Instructions for the task. Your output should be the entries below, exact in every detail.

+++ Data records +++

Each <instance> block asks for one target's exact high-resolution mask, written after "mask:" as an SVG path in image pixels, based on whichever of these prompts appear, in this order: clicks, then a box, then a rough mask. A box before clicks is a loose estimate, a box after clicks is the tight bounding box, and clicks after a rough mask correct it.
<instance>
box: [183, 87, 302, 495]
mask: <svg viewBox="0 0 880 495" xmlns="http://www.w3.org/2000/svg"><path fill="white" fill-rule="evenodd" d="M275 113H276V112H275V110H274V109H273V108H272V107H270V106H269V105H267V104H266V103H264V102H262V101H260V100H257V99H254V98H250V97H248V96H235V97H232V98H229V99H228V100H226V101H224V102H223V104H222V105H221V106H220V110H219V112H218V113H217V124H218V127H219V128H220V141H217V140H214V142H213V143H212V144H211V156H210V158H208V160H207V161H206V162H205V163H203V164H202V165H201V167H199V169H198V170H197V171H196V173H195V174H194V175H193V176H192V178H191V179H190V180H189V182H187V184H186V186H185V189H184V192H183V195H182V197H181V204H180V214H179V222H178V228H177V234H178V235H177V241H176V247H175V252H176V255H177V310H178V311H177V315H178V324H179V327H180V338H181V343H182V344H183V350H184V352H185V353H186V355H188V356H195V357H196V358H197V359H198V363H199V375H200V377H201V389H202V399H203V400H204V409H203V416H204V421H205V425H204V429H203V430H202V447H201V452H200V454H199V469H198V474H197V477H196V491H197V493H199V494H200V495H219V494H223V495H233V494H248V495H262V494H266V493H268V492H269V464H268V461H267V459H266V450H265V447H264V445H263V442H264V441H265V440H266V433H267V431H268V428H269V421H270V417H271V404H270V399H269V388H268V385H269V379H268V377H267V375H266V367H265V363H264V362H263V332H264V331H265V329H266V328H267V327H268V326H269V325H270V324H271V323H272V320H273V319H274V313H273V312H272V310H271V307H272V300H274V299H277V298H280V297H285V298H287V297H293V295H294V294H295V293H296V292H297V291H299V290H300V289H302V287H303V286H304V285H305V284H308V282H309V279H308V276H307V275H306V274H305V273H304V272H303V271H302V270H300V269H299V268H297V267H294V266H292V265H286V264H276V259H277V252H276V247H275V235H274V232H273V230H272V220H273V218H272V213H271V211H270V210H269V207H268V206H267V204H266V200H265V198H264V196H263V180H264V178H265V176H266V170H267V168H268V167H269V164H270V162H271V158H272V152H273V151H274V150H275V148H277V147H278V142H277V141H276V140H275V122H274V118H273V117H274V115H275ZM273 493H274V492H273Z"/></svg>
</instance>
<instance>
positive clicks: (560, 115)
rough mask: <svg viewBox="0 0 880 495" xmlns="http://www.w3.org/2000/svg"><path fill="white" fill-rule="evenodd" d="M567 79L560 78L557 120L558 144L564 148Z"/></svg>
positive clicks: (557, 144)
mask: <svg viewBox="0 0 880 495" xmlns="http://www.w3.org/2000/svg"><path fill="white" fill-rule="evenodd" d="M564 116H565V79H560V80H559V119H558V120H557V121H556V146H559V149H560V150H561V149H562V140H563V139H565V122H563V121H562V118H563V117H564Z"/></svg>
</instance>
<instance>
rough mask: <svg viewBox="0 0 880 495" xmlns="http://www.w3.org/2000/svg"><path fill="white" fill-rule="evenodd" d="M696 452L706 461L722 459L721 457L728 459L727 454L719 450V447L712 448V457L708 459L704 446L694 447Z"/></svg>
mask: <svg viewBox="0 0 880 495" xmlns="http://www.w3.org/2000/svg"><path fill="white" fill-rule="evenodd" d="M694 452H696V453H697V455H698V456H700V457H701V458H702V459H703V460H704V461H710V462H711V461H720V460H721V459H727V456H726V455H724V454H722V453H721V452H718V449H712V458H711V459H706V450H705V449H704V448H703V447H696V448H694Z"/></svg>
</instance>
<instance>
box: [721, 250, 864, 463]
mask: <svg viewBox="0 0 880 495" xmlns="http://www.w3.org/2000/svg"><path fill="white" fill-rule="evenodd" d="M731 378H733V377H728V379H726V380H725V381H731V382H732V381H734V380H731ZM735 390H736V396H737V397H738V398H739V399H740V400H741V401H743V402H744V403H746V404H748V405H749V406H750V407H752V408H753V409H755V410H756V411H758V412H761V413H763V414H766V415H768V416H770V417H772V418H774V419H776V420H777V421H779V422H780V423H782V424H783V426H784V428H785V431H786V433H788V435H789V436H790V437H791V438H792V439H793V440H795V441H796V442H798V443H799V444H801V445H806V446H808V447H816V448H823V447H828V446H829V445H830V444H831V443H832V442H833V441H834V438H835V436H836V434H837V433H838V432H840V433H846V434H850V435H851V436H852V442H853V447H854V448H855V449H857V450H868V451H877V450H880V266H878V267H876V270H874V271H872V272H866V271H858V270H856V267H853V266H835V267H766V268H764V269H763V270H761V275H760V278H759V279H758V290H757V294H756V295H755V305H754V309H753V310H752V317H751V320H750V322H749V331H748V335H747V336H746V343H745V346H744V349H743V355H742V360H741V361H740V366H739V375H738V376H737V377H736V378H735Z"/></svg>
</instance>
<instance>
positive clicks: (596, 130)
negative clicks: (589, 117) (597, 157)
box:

+++

Output of the task.
Each <instance> block asks for one target's exact high-resolution mask, written after "mask:" as an SVG path in image pixels, based on whichever of these prompts appear, in this order: clicks, then a box, then a rough mask. A box before clicks is a loose estimate, a box after clicks is the tight bounding box, and clicks after a rough mask correct it.
<instance>
box: [183, 87, 302, 495]
mask: <svg viewBox="0 0 880 495" xmlns="http://www.w3.org/2000/svg"><path fill="white" fill-rule="evenodd" d="M275 113H276V112H275V110H274V109H273V108H272V107H270V106H269V105H267V104H266V103H264V102H262V101H260V100H257V99H254V98H250V97H248V96H235V97H232V98H229V99H228V100H226V101H224V102H223V104H222V105H221V106H220V110H219V112H218V113H217V124H218V127H219V128H220V141H217V140H214V142H213V143H212V144H211V156H210V158H208V160H207V161H206V162H205V163H203V164H202V165H201V167H199V169H198V170H197V171H196V173H195V174H194V175H193V176H192V178H191V179H190V180H189V182H187V184H186V186H185V189H184V192H183V195H182V197H181V204H180V214H179V222H178V228H177V234H178V235H177V241H176V247H175V252H176V255H177V310H178V311H177V315H178V324H179V327H180V338H181V343H182V344H183V350H184V352H185V353H186V355H188V356H195V357H196V358H197V359H198V363H199V375H200V377H201V389H202V399H203V400H204V409H203V416H204V421H205V425H204V429H203V430H202V447H201V452H200V454H199V469H198V474H197V477H196V491H197V493H199V494H200V495H219V494H223V495H233V494H248V495H262V494H266V493H268V492H269V464H268V461H267V459H266V450H265V447H264V445H263V442H264V441H265V440H266V433H267V431H268V428H269V421H270V417H271V404H270V399H269V388H268V385H269V379H268V377H267V375H266V367H265V363H264V362H263V332H264V331H265V329H266V328H267V327H268V326H269V325H270V324H271V323H272V320H273V319H274V313H273V312H272V310H271V307H272V300H274V299H277V298H280V297H285V298H287V297H293V295H294V294H295V293H296V292H297V291H299V290H300V289H302V287H303V286H304V285H305V284H308V282H309V279H308V276H307V275H306V274H305V273H304V272H303V271H302V270H300V269H299V268H297V267H294V266H292V265H286V264H276V259H277V252H276V247H275V235H274V232H273V230H272V220H273V218H272V213H271V211H270V210H269V207H268V206H267V204H266V200H265V198H264V196H263V180H264V178H265V176H266V170H267V168H268V167H269V164H270V162H271V158H272V152H273V151H274V150H275V148H277V147H278V142H277V141H276V140H275V122H274V118H273V117H274V115H275ZM273 493H274V492H273Z"/></svg>
</instance>
<instance>
positive clicks: (560, 115)
rough mask: <svg viewBox="0 0 880 495" xmlns="http://www.w3.org/2000/svg"><path fill="white" fill-rule="evenodd" d="M567 79L560 78L557 120L558 144L564 148Z"/></svg>
positive clicks: (557, 144)
mask: <svg viewBox="0 0 880 495" xmlns="http://www.w3.org/2000/svg"><path fill="white" fill-rule="evenodd" d="M564 116H565V79H560V80H559V119H558V120H557V121H556V146H559V149H560V150H561V149H562V140H563V139H565V122H563V121H562V118H563V117H564Z"/></svg>
</instance>
<instance>
rough mask: <svg viewBox="0 0 880 495" xmlns="http://www.w3.org/2000/svg"><path fill="white" fill-rule="evenodd" d="M696 452L706 461L722 459L721 457L728 459L727 454L719 450V447L712 448V457L708 459L704 446L694 447Z"/></svg>
mask: <svg viewBox="0 0 880 495" xmlns="http://www.w3.org/2000/svg"><path fill="white" fill-rule="evenodd" d="M694 452H696V453H697V455H698V456H700V457H701V458H702V459H703V460H704V461H710V462H711V461H720V460H721V459H727V456H726V455H724V454H722V453H721V452H718V449H712V458H711V459H706V450H705V449H704V448H703V447H696V448H694Z"/></svg>
</instance>
<instance>
box: [721, 250, 864, 463]
mask: <svg viewBox="0 0 880 495" xmlns="http://www.w3.org/2000/svg"><path fill="white" fill-rule="evenodd" d="M731 378H733V377H728V379H726V380H725V381H731V382H732V381H734V380H731ZM735 390H736V396H737V397H738V398H739V399H740V400H741V401H743V402H744V403H746V404H748V405H749V406H750V407H752V408H753V409H755V410H756V411H758V412H761V413H763V414H766V415H768V416H770V417H772V418H774V419H776V420H777V421H779V422H780V423H782V424H783V426H784V428H785V431H786V433H788V435H789V436H790V437H791V438H792V439H793V440H795V441H796V442H798V443H799V444H801V445H806V446H808V447H816V448H823V447H828V446H829V445H830V444H831V443H832V442H833V441H834V438H835V436H836V434H837V433H838V432H840V433H846V434H850V435H851V436H852V442H853V447H854V448H855V449H857V450H868V451H877V450H880V266H878V267H876V270H874V271H872V272H866V271H858V270H856V267H853V266H835V267H766V268H764V269H763V270H761V275H760V278H759V279H758V290H757V294H756V295H755V305H754V309H753V310H752V317H751V320H750V322H749V331H748V335H747V336H746V343H745V346H744V349H743V355H742V360H741V361H740V366H739V375H738V376H737V377H736V378H735Z"/></svg>
</instance>
<instance>
positive clicks: (596, 130)
negative clicks: (589, 117) (597, 157)
box:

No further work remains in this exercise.